=== ТЕКСТ ДЛЯ ЧТЕНИЯ ===
Филипп, сын маркиза Уортона, в то время еще только барон, родился за год до конца XVII века и появился на свет, обладая всеми качествами, которые могли бы сделать его великим человеком, если бы он добавил к ним мудрость. Отец хотел сделать из него блестящего государственного деятеля и, чтобы повысить шансы на успех, оставил его дома, поручив его образование собственному присмотру. Похоже, он легко и быстро овладел классическими языками; память у него была настолько хороша, что в тринадцать лет он мог наизусть процитировать большую часть «Энеиды» и Горация. Острая проницательность отца не позволила ему ограничиться классикой; он мудро подготовил сына к карьере, к которой тот был предназначен, изучением истории — древней и современной, — английской литературы, а также обучением его, даже в столь раннем возрасте, искусству мыслить и писать на любую заданную тему, предлагая писать эссе. Безусловно, нет более верного способа развить рефлексивные и мыслительные способности ума, и мальчик прогрессировал с почти пугающей быстротой. Ораторское искусство, конечно, тоже культивировалось, и для этой цели юного дворянина заставляли читать перед небольшой аудиторией отрывки из Шекспира и даже речи, произнесенные в Палате лордов, и мы можем быть уверены, что в этом представлении он не выказывал никакой застенчивости.
=== ВЫБОРКА ДАННЫХ ===
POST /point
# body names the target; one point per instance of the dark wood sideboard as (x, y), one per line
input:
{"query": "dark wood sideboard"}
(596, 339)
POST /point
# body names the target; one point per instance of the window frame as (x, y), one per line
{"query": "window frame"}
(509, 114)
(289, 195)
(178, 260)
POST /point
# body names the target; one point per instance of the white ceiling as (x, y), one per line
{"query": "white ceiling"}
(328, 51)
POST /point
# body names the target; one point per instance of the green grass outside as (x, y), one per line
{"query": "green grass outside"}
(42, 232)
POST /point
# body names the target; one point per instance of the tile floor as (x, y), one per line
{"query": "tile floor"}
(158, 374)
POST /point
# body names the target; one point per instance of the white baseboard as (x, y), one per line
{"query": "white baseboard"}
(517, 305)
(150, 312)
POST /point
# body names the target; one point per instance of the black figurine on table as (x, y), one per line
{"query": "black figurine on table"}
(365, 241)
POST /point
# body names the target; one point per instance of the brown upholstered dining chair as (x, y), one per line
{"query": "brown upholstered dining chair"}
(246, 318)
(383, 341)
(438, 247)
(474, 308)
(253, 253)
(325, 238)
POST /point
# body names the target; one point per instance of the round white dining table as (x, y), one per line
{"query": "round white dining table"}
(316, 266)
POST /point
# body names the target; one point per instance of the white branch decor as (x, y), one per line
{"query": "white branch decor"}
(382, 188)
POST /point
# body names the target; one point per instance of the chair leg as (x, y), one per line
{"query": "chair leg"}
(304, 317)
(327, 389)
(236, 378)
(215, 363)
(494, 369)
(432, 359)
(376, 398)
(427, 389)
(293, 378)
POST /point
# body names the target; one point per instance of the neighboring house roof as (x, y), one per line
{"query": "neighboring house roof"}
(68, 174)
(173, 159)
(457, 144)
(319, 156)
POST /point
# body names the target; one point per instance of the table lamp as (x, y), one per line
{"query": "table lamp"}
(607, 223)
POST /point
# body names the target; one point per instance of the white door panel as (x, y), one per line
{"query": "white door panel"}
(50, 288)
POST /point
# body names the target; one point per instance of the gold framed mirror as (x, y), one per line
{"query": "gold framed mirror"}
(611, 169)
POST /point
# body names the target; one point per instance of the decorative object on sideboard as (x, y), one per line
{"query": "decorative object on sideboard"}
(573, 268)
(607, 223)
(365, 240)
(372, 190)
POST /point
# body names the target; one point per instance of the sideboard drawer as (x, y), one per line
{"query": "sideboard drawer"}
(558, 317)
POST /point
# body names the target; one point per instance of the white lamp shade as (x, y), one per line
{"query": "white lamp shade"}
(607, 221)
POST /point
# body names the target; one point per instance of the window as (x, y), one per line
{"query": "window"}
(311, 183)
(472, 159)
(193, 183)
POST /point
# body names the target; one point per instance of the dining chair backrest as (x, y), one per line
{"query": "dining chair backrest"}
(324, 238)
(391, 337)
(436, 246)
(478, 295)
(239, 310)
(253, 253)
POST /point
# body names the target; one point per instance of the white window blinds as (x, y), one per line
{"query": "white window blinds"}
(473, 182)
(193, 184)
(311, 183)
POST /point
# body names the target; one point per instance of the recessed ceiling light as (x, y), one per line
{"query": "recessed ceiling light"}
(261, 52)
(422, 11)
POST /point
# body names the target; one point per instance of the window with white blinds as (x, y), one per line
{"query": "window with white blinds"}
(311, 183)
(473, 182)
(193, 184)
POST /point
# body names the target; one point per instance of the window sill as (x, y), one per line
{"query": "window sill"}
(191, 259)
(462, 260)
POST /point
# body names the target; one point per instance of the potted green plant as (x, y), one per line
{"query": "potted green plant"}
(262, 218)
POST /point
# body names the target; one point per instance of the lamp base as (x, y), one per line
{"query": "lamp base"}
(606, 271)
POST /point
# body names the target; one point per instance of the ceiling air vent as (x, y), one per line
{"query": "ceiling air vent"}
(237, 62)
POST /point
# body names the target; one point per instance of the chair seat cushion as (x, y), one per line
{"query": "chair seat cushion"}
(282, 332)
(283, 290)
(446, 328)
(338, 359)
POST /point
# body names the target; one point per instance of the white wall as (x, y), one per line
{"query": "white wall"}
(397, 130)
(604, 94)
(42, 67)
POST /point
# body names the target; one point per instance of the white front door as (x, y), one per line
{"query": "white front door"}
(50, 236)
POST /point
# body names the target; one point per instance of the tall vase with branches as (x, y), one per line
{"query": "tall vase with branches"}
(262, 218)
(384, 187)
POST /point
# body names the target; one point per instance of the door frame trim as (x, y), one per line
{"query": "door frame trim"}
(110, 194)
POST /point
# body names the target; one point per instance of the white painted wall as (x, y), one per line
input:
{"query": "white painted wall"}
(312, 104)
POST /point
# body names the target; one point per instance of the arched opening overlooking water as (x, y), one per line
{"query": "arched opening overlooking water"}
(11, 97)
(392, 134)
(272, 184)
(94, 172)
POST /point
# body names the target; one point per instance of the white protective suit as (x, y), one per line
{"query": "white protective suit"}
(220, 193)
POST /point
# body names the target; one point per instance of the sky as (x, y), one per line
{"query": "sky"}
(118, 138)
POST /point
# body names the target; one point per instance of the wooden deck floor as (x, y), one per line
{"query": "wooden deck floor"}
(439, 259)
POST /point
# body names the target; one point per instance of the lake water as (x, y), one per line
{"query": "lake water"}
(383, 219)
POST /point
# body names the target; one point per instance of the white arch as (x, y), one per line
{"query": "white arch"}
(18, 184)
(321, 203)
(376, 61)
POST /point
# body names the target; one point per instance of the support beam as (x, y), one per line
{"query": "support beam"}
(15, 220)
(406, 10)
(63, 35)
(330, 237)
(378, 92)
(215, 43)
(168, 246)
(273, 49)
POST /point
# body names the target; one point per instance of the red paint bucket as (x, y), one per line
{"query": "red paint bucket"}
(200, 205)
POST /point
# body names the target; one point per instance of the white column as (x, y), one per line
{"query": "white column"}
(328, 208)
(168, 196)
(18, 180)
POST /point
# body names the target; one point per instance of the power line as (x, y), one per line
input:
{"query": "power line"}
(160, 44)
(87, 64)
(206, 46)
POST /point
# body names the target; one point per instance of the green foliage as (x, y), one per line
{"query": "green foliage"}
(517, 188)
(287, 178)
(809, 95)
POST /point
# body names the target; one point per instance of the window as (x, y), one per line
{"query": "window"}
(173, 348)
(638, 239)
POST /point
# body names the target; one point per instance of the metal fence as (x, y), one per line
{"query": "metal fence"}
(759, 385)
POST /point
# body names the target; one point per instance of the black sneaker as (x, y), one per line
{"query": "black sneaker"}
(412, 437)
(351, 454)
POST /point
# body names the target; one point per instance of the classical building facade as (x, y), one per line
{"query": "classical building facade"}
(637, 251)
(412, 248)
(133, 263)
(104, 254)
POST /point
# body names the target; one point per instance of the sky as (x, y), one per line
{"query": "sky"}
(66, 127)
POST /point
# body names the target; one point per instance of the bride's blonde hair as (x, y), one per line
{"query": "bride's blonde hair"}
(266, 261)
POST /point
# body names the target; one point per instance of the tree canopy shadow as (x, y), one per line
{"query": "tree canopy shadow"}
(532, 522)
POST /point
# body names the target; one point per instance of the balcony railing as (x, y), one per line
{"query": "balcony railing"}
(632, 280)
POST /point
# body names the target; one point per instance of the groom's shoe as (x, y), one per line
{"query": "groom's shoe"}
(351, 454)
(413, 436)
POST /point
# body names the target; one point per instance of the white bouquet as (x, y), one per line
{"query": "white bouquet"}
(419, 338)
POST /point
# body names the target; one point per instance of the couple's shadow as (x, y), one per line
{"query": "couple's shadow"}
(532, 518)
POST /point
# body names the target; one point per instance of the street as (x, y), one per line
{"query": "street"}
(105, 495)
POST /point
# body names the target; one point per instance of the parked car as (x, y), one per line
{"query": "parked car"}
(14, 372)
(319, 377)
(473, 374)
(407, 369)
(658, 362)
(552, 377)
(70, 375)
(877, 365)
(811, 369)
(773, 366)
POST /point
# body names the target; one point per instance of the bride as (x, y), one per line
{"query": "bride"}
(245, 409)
===
▸ **ЗАДАНИЕ**
Выпишите полностью текст о Филиппе Уортоне, не изменяя в нём ни слова. Пункты выборки здесь никакой роли не играют.

▸ **ОЖИДАЕМЫЙ ОТВЕТ**
Филипп, сын маркиза Уортона, в то время еще только барон, родился за год до конца XVII века и появился на свет, обладая всеми качествами, которые могли бы сделать его великим человеком, если бы он добавил к ним мудрость. Отец хотел сделать из него блестящего государственного деятеля и, чтобы повысить шансы на успех, оставил его дома, поручив его образование собственному присмотру. Похоже, он легко и быстро овладел классическими языками; память у него была настолько хороша, что в тринадцать лет он мог наизусть процитировать большую часть «Энеиды» и Горация. Острая проницательность отца не позволила ему ограничиться классикой; он мудро подготовил сына к карьере, к которой тот был предназначен, изучением истории — древней и современной, — английской литературы, а также обучением его, даже в столь раннем возрасте, искусству мыслить и писать на любую заданную тему, предлагая писать эссе. Безусловно, нет более верного способа развить рефлексивные и мыслительные способности ума, и мальчик прогрессировал с почти пугающей быстротой. Ораторское искусство, конечно, тоже культивировалось, и для этой цели юного дворянина заставляли читать перед небольшой аудиторией отрывки из Шекспира и даже речи, произнесенные в Палате лордов, и мы можем быть уверены, что в этом представлении он не выказывал никакой застенчивости.